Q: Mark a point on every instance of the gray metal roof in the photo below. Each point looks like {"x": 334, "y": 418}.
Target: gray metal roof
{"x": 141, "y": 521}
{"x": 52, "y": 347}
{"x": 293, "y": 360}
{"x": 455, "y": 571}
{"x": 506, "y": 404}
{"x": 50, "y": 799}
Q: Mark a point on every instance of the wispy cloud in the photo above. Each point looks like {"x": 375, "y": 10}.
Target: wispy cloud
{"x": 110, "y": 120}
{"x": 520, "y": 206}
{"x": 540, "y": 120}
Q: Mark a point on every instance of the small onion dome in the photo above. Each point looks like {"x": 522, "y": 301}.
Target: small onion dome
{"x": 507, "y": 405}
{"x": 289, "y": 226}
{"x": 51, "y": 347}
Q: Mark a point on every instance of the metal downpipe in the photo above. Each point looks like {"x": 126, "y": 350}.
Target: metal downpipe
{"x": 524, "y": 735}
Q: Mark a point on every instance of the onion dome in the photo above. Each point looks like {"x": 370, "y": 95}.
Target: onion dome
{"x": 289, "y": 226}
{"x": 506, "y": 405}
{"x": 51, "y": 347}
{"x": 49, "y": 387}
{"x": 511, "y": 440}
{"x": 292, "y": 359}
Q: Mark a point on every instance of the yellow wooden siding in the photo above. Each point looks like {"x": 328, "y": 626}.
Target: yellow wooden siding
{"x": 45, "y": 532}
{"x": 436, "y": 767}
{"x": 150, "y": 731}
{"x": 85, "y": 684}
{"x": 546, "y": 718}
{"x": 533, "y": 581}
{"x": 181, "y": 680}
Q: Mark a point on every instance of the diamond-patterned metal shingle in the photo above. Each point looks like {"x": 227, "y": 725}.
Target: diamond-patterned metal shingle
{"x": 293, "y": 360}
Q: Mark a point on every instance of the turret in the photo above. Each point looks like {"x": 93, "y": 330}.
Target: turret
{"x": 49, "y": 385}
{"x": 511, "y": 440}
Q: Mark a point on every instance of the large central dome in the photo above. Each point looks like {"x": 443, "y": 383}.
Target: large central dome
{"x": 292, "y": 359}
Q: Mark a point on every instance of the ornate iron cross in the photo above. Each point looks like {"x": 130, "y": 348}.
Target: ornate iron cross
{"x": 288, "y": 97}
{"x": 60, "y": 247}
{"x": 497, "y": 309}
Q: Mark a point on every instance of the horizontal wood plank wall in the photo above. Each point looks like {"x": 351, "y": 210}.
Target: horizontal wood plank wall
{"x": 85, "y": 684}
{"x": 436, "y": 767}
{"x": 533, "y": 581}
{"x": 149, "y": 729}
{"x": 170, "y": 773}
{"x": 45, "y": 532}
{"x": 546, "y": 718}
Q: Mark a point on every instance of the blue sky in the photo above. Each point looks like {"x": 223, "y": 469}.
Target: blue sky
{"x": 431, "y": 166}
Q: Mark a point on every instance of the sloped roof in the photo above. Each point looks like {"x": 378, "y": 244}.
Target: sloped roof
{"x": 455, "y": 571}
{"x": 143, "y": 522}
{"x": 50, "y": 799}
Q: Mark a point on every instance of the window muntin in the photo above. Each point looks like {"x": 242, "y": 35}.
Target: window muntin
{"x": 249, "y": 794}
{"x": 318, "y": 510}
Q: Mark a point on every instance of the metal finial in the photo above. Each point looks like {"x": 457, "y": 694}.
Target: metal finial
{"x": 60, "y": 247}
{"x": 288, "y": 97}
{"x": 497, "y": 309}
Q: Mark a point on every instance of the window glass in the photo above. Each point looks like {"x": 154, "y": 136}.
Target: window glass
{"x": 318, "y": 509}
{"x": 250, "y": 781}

- - -

### What needs to be done:
Exactly the lines from the one containing "Target: ornate iron cross" through the last line of the material above are to be returned, with nothing else.

### Answer section:
Target: ornate iron cross
{"x": 288, "y": 97}
{"x": 60, "y": 247}
{"x": 497, "y": 309}
Q: Mark a point on every instance of the horizontal wood plank wall in the photo above. Each point looks like {"x": 351, "y": 210}.
Target: horizontal wood plank wall
{"x": 85, "y": 684}
{"x": 436, "y": 767}
{"x": 533, "y": 581}
{"x": 149, "y": 729}
{"x": 170, "y": 773}
{"x": 45, "y": 532}
{"x": 546, "y": 718}
Q: Mark a point on every instance of the blue sky in the photo above. Each point looks like {"x": 223, "y": 469}.
Target: blue sky
{"x": 431, "y": 166}
Q: Mark a point on every instance of the sloped roof in the photo above. Each point looks like {"x": 378, "y": 244}.
Target: sloped roof
{"x": 455, "y": 571}
{"x": 143, "y": 522}
{"x": 50, "y": 799}
Q: Mark a point on every instance of the window muntin in the photo above. Each point looks like {"x": 242, "y": 35}.
Target: window muntin
{"x": 249, "y": 794}
{"x": 318, "y": 510}
Q: Mark a point on every instance of the metal finial in the photo above. Each point looks like {"x": 457, "y": 694}.
Target: metal finial
{"x": 60, "y": 247}
{"x": 288, "y": 97}
{"x": 497, "y": 309}
Q: Mark a point on every instance of the window glass in the photo above. Each point looks like {"x": 154, "y": 136}.
Target: window glass
{"x": 318, "y": 509}
{"x": 250, "y": 781}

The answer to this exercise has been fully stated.